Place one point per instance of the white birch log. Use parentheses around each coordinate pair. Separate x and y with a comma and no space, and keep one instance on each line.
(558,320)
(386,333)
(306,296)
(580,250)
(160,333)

What this task involves> Nothing is to be left out. Repeat the whole listing exactly.

Exercise result>
Place one point per instance of the white birch log. Use parentheses around each coordinate pair. Separate x and y with a comma and no space, and keep one instance on each line.
(558,320)
(386,333)
(306,296)
(580,250)
(160,333)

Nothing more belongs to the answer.